** FRAGMENTO DEL DOCUMENTO **

-----

Apuntes mínimos de Historia de la Filosofía, capítulo 9
Agustín de
Hipona es el principal representante de la corriente filosófica denominada platonismo cristiano, que atraviesa el
final de la Antigüedad
y prácticamente toda la Edad Media
hasta el siglo XIII, y que podemos ver como la muestra más clara de
subordinación de la razón filosófica a la fe religiosa.
"Entender a Dios" es tan imposible como meter el mar en un hoyo, nos queda la fe. |
La cuestión más
básica del agustinismo es precisamente la arriba mencionada, cómo se articulan la
razón y la fe. Pero, tal como se formula habitualmente, esta pregunta presupone
algo que Agustín no admite: que existe algo así como una “razón natural”,
completa en sí misma e independiente de la fe religiosa, y que puede
relacionarse con esta de una u otra forma (amistosa, indiferente u hostilmente).
Lo que, por el contrario, cree San Agustín es que, como toda la naturaleza
humana, también la razón ha caído por el pecado original y ha sido redimida por
Jesucristo; puede optar entre perpetuarse en el error si se encierra en sí
misma o dejarse iluminar para alcanzar la verdad: degradada sin Dios, en
plenitud con Dios, pero nunca completa y sana al margen de Dios.
Conviene
anotar que lo que en este punto hace Agustín no es otra cosa que narrar,
trasladándola a conceptos, su propia biografía intelectual: buscar la verdad
tanteando en la oscuridad, yendo de una escuela filosófica a otra, hasta sentir
la iluminación y con ella la claridad del entendimiento, al convertirse al
cristianismo. La propia razón necesita de la gracia divina, a la que el hombre
responde por medio de la fe. “Crede ut intelligas”, cree para comprender: si
quieres comprender empieza creyendo, y si rechazas la fe deberás resignarte a
no comprender nada.
La razón
necesita a Dios, no solo en el plano sobrenatural sino también en el natural
(si fuera posible distinguir ambos planos). En primer lugar, conocer es una
actividad espiritual, no física; del alma, no del cuerpo. Los cuerpos actúan
unos sobre otros, pero para que exista conocimiento de esta actividad es
preciso que el alma interprete los
cambios que se producen en el cuerpo al que está unida, interpretación que es
lo que normalmente llamamos sensación. Dicho de otra manera: sentir es una forma de conocer y no podríamos conocer si únicamente fuéramos materia.

-----

** EXTRACTO DE DATOS **
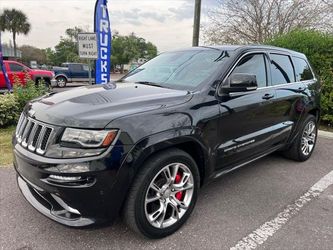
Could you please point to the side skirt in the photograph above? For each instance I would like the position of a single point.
(226, 171)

-----

** OBJETIVO 1 **
Reproduce literalmente el pasaje de los apuntes sobre Agustín de Hipona que empieza en las palabras "Apuntes mínimos de" y termina tras "indiferente u hostilmente).".
** OBJETIVO 2 **
Según los apuntes sobre Agustín de Hipona, ¿de qué formas podría relacionarse con la fe la "razón natural" que presupone la pregunta habitual? Enuméralas todas.
El listado es material aparte y no guarda relación con el texto.

** RESULTADO DEL EJERCICIO 1 **
Apuntes mínimos de Historia de la Filosofía, capítulo 9
Agustín de
Hipona es el principal representante de la corriente filosófica denominada platonismo cristiano, que atraviesa el
final de la Antigüedad
y prácticamente toda la Edad Media
hasta el siglo XIII, y que podemos ver como la muestra más clara de
subordinación de la razón filosófica a la fe religiosa.
"Entender a Dios" es tan imposible como meter el mar en un hoyo, nos queda la fe. |
La cuestión más
básica del agustinismo es precisamente la arriba mencionada, cómo se articulan la
razón y la fe. Pero, tal como se formula habitualmente, esta pregunta presupone
algo que Agustín no admite: que existe algo así como una “razón natural”,
completa en sí misma e independiente de la fe religiosa, y que puede
relacionarse con esta de una u otra forma (amistosa, indiferente u hostilmente).

** RESULTADO DEL EJERCICIO 2 **
amistosa
indiferente
hostilmente